▸ **READING PASSAGE**:
-.-.-

In the year 1804 he was threatened with pulmonary disorder; and, abandoning for a time his legal studies, he set out to repair and confirm his health. He travelled in England, France, Spain and Italy, everywhere a man of acute and practical observation, laying up in memory many sketches and tales of travel for future use, and cultivating that taste for art which lends such a charm to his descriptions. He is eminently a picturesque writer.

In 1806 he returned to New York, and, having resumed the study of the law, was at the close of that year admitted to the bar. But, alas for the respectable profession of the law! to him the little taste of literature had given birth to greater desire. He was resolved to drink deep of the Pierian spring.

In 1807 appeared Salmagundi: The Whim

Whams and Opinions of Launcelot Langstaff and Others. The writers were Washington Irving, James K. Paulding and William Irving. Modelled upon the Tatler and the Spectator and their numerous progeny, the Idler, the Rambler and others the last of which had been discontinued only fifty years before -this publication appeared in numbers, genially satirizing the whims and follies of the day and giving amusement and literary variety in a period of great literary dearth. The studied style and quiet humor might place some papers of Salmagundi, almost without detection, among the numbers of the Spectator.

-.-.-

▸ **REQUESTS**:
1 - Answer these questions from the biographical passage:
(a) Which countries did he travel in after setting out to recover his health?
(b) When was he admitted to the bar?
(c) Who were the writers of Salmagundi?
2 - Echo the biographical passage word for word, starting with "In the year" and going on through "a picturesque writer.".
Use only the biographical passage to respond, with no outside knowledge.

▸ **DATA SEGMENT**:
-.-.-

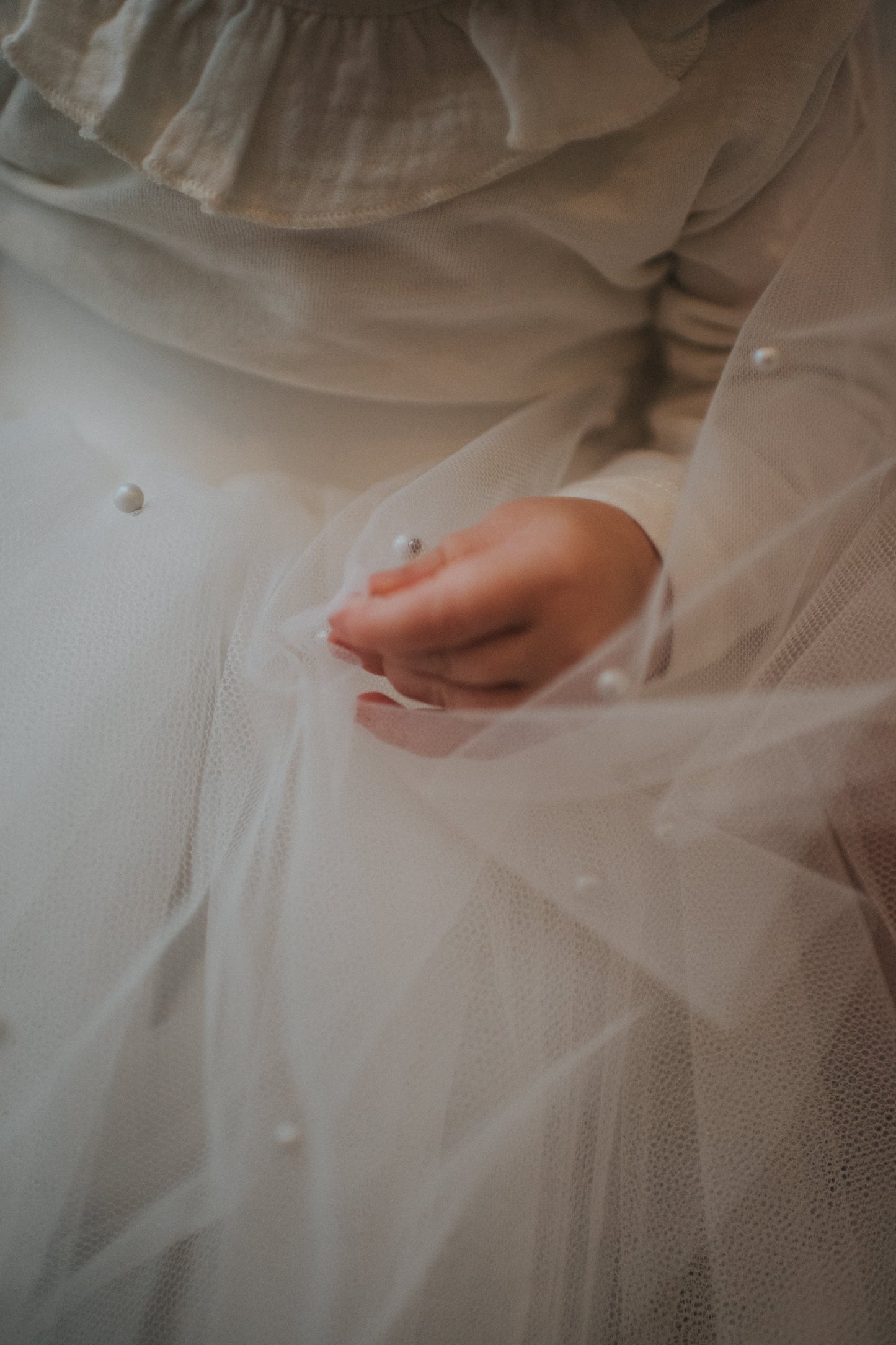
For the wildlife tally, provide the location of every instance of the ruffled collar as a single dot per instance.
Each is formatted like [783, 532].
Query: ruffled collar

-.-.-

▸ **ANSWERS TO EACH TASK**:
1 -
(a) England, France, Spain and Italy.
(b) At the close of 1806.
(c) Washington Irving, James K. Paulding and William Irving.

2 -
In the year 1804 he was threatened with pulmonary disorder; and, abandoning for a time his legal studies, he set out to repair and confirm his health. He travelled in England, France, Spain and Italy, everywhere a man of acute and practical observation, laying up in memory many sketches and tales of travel for future use, and cultivating that taste for art which lends such a charm to his descriptions. He is eminently a picturesque writer.